> GIVEN REQUEST 1
In the hash table thread, how much RAM does the original poster say is available?
> GIVEN REQUEST 2
Return the part of the hash table thread from "This means that" to "836 480 byte)", copied without changes.

> EXCERPT TO READ
+ + +
The MASM Forum

General => The Campus => Topic started by: mabdelouahab on September 21, 2016, 07:30:43 AM

Title: hash table
Post by: mabdelouahab on September 21, 2016, 07:30:43 AM
I want to deal with hash table length 21 GB complete, each key to a unique bucket (key=Pointer), What is the best and quickest way (masm 32 or 64) to deal with it, Knowing that I have just 8 GB in RAM.
Title: Re: hash table
Post by: hutch-- on September 21, 2016, 11:47:13 PM
I don't think there is a simple solution, I gather what you are after is an index to data in a database which is stored in memory and to load that index you would need to scan the very large data file to get the offsets of each member you are after. Now once you have scanned the data file and have a list of offsets then to get any individual piece of data from the large file you can either keep the file open and just change the offset to the database member you want. You could also think of using a memory mapped file which may be faster than the normal seek operation.
Title: Re: hash table
Post by: mabdelouahab on September 22, 2016, 05:22:07 PM
Quote from: hutch-- on September 21, 2016, 11:47:13 PM
I don't think there is a simple solution, I gather what you are after is an index to data in a database which is stored in memory and to load that index you would need to scan the very large data file to get the offsets of each member you are after. Now once you have scanned the data file and have a list of offsets then to get any individual piece of data from the large file you can either keep the file open and just change the offset to the database member you want. You could also think of using a memory mapped file which may be faster than the normal seek operation.

This means that I must create database engine.

It's easy if I have 32 GB in memory, just Load my data in memory (Buffer), then calculate the pointer as follows:
Pointer = BaseAddr + ( Key * 5 )
the record length is 5 byte  ; ((2 ^ 32 record)*5 byte= 21 474 836 480 byte)

so, How do I make this work on 8 GB memory to make the quickest way to access the data?
+ + +
> LISTING

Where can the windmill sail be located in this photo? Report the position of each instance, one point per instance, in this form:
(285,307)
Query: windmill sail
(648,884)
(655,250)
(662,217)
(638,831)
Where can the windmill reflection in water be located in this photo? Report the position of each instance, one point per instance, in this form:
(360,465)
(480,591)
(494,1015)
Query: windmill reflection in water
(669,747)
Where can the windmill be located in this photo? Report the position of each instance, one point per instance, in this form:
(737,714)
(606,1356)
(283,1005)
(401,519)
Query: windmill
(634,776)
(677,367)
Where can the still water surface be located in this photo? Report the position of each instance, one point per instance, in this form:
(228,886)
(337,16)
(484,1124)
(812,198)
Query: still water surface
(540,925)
+ + +
> WORKED SOLUTION 1
8 GB

> WORKED SOLUTION 2
This means that I must create database engine.

It's easy if I have 32 GB in memory, just Load my data in memory (Buffer), then calculate the pointer as follows:
Pointer = BaseAddr + ( Key * 5 )
the record length is 5 byte  ; ((2 ^ 32 record)*5 byte= 21 474 836 480 byte)